不同的虚拟机或者不同操作系统上,hashcode的算法可能会造成相同的值经过hash之后其hashcode不一致。这样就容易造成实际上反序列化之后的HashTable与之前的HashTable不同。
静态变量
/**
* The number of times this Hashtable has been structurally modified
* Structural modifications are those that change the number of entries in
* the Hashtable or otherwise modify its internal structure (e.g.,
* rehash). This field is used to make iterators on Collection-views of
* the Hashtable fail-fast. (See ConcurrentModificationException).
*/
private transient int modCount = 0;
/** use serialVersionUID from JDK 1.0.2 for interoperability */
private static final long serialVersionUID = 1421746759512286392L;
private static final int MAX_ARRAY_SIZE = Integer.MAX_VALUE - 8;
这里对为啥MAX_ARRAY_SIZE不是Integer.MAX_VALUE进行了解释。再某些jvm中,数组是需要一些头信息的,因此如果直接将int数组分配为Integer.MAX_VALUE,则会造成OOM。所以这里的长度是Integer.MAX_VALUE - 8;
HashTable的数据结构
我们学过了HashMap,现在来看HashTable就很简单了,内部构成是通过拉链法实现单向链表。

-=-=-=-=-

书面练习 1 -
列出这段讲HashTable的文本里，代码声明的所有变量名。
书面练习 2 -
把下面各行中从包含“Task: indicate one point on every instance of the distant”的那一行开始，一直到最后一行为止，全部照抄一遍。

数据条目 -
-=-=-=-=-

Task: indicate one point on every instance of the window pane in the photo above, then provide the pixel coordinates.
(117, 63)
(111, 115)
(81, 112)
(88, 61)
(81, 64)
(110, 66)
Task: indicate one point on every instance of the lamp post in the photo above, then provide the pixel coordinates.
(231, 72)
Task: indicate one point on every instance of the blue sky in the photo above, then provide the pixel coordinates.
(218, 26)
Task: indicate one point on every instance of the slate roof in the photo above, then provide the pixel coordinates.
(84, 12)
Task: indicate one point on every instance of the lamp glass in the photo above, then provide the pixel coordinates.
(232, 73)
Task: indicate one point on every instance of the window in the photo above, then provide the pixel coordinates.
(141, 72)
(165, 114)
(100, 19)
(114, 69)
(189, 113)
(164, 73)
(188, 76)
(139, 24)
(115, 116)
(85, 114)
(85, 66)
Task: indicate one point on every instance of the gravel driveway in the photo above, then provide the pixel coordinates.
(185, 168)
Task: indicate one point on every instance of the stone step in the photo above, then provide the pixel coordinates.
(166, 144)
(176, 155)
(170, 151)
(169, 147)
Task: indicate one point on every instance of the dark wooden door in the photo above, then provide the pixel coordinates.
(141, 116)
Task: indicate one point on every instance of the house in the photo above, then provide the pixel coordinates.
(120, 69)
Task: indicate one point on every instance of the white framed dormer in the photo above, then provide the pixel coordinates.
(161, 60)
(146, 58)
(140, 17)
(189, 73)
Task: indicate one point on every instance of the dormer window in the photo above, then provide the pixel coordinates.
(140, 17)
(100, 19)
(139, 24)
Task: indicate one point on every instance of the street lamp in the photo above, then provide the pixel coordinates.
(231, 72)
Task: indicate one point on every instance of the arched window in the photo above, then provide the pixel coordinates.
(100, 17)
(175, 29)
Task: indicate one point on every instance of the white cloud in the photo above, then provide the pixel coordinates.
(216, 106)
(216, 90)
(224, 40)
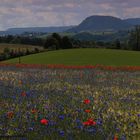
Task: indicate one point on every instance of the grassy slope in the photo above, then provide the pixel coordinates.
(83, 57)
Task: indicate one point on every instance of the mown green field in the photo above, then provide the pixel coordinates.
(17, 46)
(83, 57)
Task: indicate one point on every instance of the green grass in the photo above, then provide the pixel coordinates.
(83, 57)
(17, 46)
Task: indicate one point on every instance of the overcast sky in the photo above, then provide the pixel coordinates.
(27, 13)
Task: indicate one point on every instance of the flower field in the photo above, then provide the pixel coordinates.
(52, 103)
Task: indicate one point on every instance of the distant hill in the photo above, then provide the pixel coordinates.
(101, 23)
(14, 31)
(133, 21)
(88, 36)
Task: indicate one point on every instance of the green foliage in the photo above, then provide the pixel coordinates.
(55, 42)
(134, 40)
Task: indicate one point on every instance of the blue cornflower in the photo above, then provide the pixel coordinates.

-=-=-=-=-

书面解答 1 -
modCount、serialVersionUID、MAX_ARRAY_SIZE

书面解答 2 -
Task: indicate one point on every instance of the distant hill in the photo above, then provide the pixel coordinates.
(101, 23)
(14, 31)
(133, 21)
(88, 36)
Task: indicate one point on every instance of the green foliage in the photo above, then provide the pixel coordinates.
(55, 42)
(134, 40)
Task: indicate one point on every instance of the blue cornflower in the photo above, then provide the pixel coordinates.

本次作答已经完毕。